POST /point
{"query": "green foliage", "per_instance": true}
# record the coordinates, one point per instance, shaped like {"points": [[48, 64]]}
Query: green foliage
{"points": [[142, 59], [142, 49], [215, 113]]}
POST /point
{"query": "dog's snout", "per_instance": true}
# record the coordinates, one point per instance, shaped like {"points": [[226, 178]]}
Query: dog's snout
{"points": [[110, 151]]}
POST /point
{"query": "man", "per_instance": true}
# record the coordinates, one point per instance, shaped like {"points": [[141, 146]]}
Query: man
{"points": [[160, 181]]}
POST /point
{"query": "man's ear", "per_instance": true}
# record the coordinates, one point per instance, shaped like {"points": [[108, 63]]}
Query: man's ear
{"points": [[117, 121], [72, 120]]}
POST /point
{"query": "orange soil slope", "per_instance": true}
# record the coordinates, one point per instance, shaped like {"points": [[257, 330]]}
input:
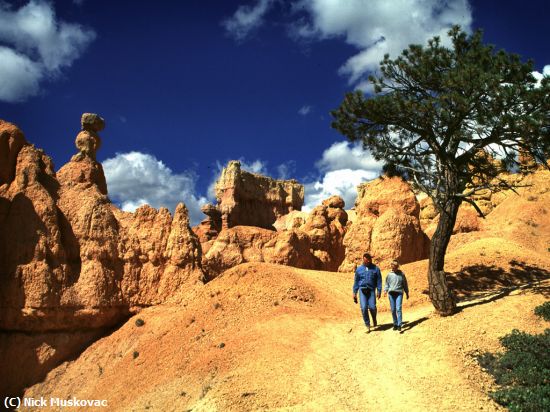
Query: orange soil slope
{"points": [[270, 337]]}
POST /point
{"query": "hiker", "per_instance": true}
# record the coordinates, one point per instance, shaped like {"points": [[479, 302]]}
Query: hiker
{"points": [[367, 279], [396, 284]]}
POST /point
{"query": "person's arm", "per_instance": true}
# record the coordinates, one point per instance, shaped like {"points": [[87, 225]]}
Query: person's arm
{"points": [[355, 285]]}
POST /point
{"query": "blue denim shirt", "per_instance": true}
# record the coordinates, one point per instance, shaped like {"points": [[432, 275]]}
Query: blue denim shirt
{"points": [[367, 277]]}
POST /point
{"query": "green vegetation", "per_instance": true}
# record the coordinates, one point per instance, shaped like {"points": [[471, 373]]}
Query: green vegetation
{"points": [[523, 370], [439, 115]]}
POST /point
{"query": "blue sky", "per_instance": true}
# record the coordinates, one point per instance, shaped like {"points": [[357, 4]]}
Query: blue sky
{"points": [[185, 86]]}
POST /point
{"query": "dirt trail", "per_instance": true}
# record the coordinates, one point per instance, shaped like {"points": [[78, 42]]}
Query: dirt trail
{"points": [[299, 355], [428, 367]]}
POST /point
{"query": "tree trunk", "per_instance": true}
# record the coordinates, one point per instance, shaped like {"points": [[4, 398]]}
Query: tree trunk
{"points": [[440, 294]]}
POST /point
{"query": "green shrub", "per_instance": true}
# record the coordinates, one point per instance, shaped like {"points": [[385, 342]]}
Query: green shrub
{"points": [[522, 371], [543, 311]]}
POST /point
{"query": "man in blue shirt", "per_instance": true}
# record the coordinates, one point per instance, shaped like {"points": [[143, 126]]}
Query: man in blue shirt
{"points": [[367, 279]]}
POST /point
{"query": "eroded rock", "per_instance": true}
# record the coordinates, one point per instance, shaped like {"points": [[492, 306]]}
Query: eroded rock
{"points": [[387, 225], [253, 200]]}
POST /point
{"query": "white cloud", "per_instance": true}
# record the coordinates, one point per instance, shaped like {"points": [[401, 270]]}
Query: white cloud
{"points": [[19, 76], [375, 27], [36, 46], [304, 110], [341, 182], [345, 155], [135, 178], [344, 165], [378, 27], [247, 19]]}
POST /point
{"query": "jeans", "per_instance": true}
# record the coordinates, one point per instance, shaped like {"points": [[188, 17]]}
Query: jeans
{"points": [[367, 300], [396, 301]]}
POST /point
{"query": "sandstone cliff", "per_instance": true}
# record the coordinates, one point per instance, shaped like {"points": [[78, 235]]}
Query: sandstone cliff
{"points": [[71, 264], [387, 225], [253, 200], [313, 241]]}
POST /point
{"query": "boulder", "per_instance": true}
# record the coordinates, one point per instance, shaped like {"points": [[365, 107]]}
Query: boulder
{"points": [[209, 228], [387, 225], [72, 265], [12, 141], [249, 199], [314, 244]]}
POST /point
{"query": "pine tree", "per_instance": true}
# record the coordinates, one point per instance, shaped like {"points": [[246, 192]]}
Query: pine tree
{"points": [[439, 116]]}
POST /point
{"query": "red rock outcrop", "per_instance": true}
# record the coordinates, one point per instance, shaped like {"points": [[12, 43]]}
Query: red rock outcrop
{"points": [[387, 225], [209, 228], [71, 264], [12, 141], [315, 244], [253, 200]]}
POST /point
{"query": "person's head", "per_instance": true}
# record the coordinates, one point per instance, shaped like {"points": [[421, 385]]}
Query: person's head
{"points": [[367, 259], [394, 265]]}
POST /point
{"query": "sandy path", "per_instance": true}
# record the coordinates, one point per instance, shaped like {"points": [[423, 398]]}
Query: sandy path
{"points": [[426, 368]]}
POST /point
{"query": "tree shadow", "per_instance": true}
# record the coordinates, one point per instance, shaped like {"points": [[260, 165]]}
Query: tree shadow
{"points": [[405, 326], [481, 284], [475, 280]]}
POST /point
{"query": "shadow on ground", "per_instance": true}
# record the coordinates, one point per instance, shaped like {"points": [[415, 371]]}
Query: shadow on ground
{"points": [[475, 280]]}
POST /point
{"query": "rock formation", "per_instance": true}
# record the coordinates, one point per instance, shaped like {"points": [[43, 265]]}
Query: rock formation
{"points": [[71, 264], [387, 225], [88, 141], [314, 244], [209, 228], [12, 141], [253, 200]]}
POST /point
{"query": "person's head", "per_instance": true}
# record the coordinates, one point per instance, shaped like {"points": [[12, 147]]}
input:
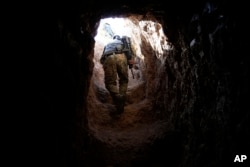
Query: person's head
{"points": [[117, 37]]}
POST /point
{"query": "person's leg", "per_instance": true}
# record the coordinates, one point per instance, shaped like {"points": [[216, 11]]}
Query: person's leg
{"points": [[110, 76], [122, 70]]}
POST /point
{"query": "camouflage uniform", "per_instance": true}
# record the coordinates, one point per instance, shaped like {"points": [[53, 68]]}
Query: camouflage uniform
{"points": [[115, 64]]}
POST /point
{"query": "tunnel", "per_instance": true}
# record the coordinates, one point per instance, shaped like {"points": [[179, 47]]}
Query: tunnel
{"points": [[186, 101]]}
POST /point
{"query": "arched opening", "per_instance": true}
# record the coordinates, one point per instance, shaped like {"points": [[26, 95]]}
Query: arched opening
{"points": [[139, 124]]}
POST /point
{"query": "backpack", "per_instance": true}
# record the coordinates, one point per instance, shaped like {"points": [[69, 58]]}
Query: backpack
{"points": [[127, 47]]}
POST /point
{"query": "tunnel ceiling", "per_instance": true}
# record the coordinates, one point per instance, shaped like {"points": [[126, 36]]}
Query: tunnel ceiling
{"points": [[188, 107]]}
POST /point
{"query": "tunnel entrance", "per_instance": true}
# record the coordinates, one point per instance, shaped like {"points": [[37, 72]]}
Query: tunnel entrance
{"points": [[140, 123]]}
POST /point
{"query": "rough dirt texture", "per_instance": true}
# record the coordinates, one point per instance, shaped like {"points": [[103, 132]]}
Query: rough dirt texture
{"points": [[190, 109]]}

** ABOUT THIS TASK **
Each line of the data above should be reproduced without alteration, and no picture should appear in the copy.

** YOUR SOLUTION **
POST /point
{"query": "green foliage", "per_instance": true}
# record the coordinates, one point per instance, shaped like {"points": [[48, 64]]}
Query: green foliage
{"points": [[142, 59], [142, 49], [215, 113]]}
POST /point
{"query": "dog's snout", "per_instance": true}
# record the coordinates, one point per instance, shaped like {"points": [[226, 178]]}
Query: dog's snout
{"points": [[110, 151]]}
POST /point
{"query": "man", "per_instance": true}
# record the coordinates, one point per instance, shaped like {"points": [[141, 146]]}
Query: man
{"points": [[160, 181]]}
POST /point
{"query": "man's ear", "per_instance": true}
# record the coordinates, one point per instance, shaped like {"points": [[108, 63]]}
Query: man's ear
{"points": [[117, 121], [72, 120]]}
POST /point
{"query": "orange soil slope", "per_instance": true}
# record the coordinates, one point per instance, shaped like {"points": [[257, 330]]}
input:
Query: orange soil slope
{"points": [[270, 337]]}
POST /point
{"query": "hiker", "per_instance": true}
# record the coordinates, one point per instance, shaped like {"points": [[479, 302]]}
Query: hiker
{"points": [[367, 279], [396, 284]]}
POST /point
{"query": "person's arm", "per_instance": true}
# record the coordinates, one point per instance, shaped like {"points": [[87, 225]]}
Query: person's arm
{"points": [[355, 285]]}
POST /point
{"query": "blue denim shirt", "per_instance": true}
# record the coordinates, one point per instance, shaped like {"points": [[432, 275]]}
Query: blue denim shirt
{"points": [[367, 277]]}
POST /point
{"query": "green vegetation", "per_instance": true}
# record the coordinates, one point per instance, shaped like {"points": [[471, 373]]}
Query: green vegetation
{"points": [[523, 370], [439, 115]]}
POST /point
{"query": "blue sky", "per_instance": true}
# record the coordinates, one point per instance, shaped like {"points": [[357, 4]]}
Query: blue sky
{"points": [[185, 86]]}
POST /point
{"query": "dirt trail", "per_instance": true}
# record the coordinates, one point per instance, shaped like {"points": [[78, 42]]}
Query: dirt trail
{"points": [[299, 355], [428, 367]]}
POST /point
{"query": "tree trunk", "per_instance": true}
# record the coordinates, one point per instance, shaped like {"points": [[4, 398]]}
Query: tree trunk
{"points": [[440, 294]]}
POST /point
{"query": "green shrub", "per_instance": true}
# record the coordinates, one point per instance, shaped like {"points": [[385, 342]]}
Query: green shrub
{"points": [[522, 371], [543, 311]]}
POST /point
{"query": "man in blue shirt", "per_instance": true}
# record the coordinates, one point per instance, shaped like {"points": [[143, 126]]}
Query: man in blue shirt
{"points": [[367, 279]]}
POST /point
{"query": "eroded rock", "per_instance": true}
# record the coordinates, one point per instance, shaped like {"points": [[492, 306]]}
Query: eroded rock
{"points": [[387, 225], [253, 200]]}
POST /point
{"query": "white cloud", "per_instance": true}
# record the coordinates, one point per instance, shaped like {"points": [[401, 270]]}
Query: white cloud
{"points": [[19, 76], [375, 27], [36, 46], [304, 110], [341, 182], [345, 155], [135, 178], [344, 165], [378, 27], [247, 19]]}
POST /point
{"query": "jeans", "per_instance": true}
# record the coordinates, one point per instance, shaped like {"points": [[188, 17]]}
Query: jeans
{"points": [[367, 300], [396, 301]]}
POST /point
{"query": "sandstone cliff", "per_instance": true}
# record the coordinates, one point per instance, shaped like {"points": [[78, 235]]}
Query: sandstone cliff
{"points": [[71, 264], [387, 225], [253, 200], [313, 241]]}
POST /point
{"query": "boulder", "per_instance": true}
# record the coordinates, one point per instance, shaped like {"points": [[365, 107]]}
Query: boulder
{"points": [[209, 228], [387, 225], [72, 265], [12, 141], [249, 199], [314, 244]]}
POST /point
{"query": "pine tree", "per_instance": true}
# record the coordinates, one point per instance, shaped like {"points": [[246, 192]]}
Query: pine tree
{"points": [[439, 116]]}
POST /point
{"query": "red rock outcrop", "per_instance": true}
# record the coordinates, one point per instance, shaped like {"points": [[12, 43]]}
Query: red rock outcrop
{"points": [[387, 225], [209, 228], [71, 264], [12, 141], [315, 244], [253, 200]]}
POST /point
{"query": "person's head", "per_instance": true}
# record the coordinates, one point per instance, shaped like {"points": [[421, 385]]}
Query: person's head
{"points": [[367, 259], [394, 265]]}
POST /point
{"query": "sandy path", "per_instance": true}
# record the coordinates, one point per instance, shaped like {"points": [[423, 398]]}
Query: sandy path
{"points": [[426, 368]]}
POST /point
{"query": "tree shadow", "per_instance": true}
# record the coordinates, one point per instance, shaped like {"points": [[260, 165]]}
Query: tree shadow
{"points": [[405, 326], [481, 284], [475, 280]]}
POST /point
{"query": "shadow on ground", "per_instance": true}
# record the coordinates, one point per instance, shaped like {"points": [[415, 371]]}
Query: shadow on ground
{"points": [[475, 280]]}
POST /point
{"query": "rock formation", "per_instance": true}
# record the coordinates, one point per instance, shaped like {"points": [[43, 265]]}
Query: rock formation
{"points": [[71, 264], [387, 225], [88, 141], [314, 244], [209, 228], [12, 141], [253, 200]]}
POST /point
{"query": "person's head", "per_instance": true}
# record the coordinates, one point per instance, shaped like {"points": [[12, 147]]}
input:
Query: person's head
{"points": [[117, 37]]}
POST /point
{"query": "person's leg", "per_instance": true}
# record the coordinates, one point per instance, shaped like {"points": [[216, 11]]}
Query: person's leg
{"points": [[110, 76], [122, 70]]}
POST /point
{"query": "camouflage uniform", "per_instance": true}
# record the coordinates, one point per instance, shaped like {"points": [[53, 68]]}
Query: camouflage uniform
{"points": [[115, 64]]}
POST /point
{"query": "tunnel", "per_instance": true}
# record the coordinates, one point per instance, shaped like {"points": [[179, 47]]}
Query: tunnel
{"points": [[186, 101]]}
POST /point
{"query": "arched opening", "per_instance": true}
# record the coordinates, one point per instance, shaped like {"points": [[26, 95]]}
Query: arched opening
{"points": [[139, 124]]}
POST /point
{"query": "backpack", "per_instance": true}
# record the coordinates, one point per instance, shaped like {"points": [[69, 58]]}
Query: backpack
{"points": [[127, 47]]}
POST /point
{"query": "tunnel ceiling", "per_instance": true}
# record the coordinates, one point per instance, shaped like {"points": [[126, 36]]}
Query: tunnel ceiling
{"points": [[188, 107]]}
POST /point
{"query": "tunnel entrance", "per_instance": true}
# record the coordinates, one point per instance, shaped like {"points": [[37, 72]]}
Query: tunnel entrance
{"points": [[140, 123]]}
POST /point
{"query": "rough dirt texture", "per_instance": true}
# record the coordinates, one point per instance, shaped like {"points": [[103, 132]]}
Query: rough dirt texture
{"points": [[190, 109]]}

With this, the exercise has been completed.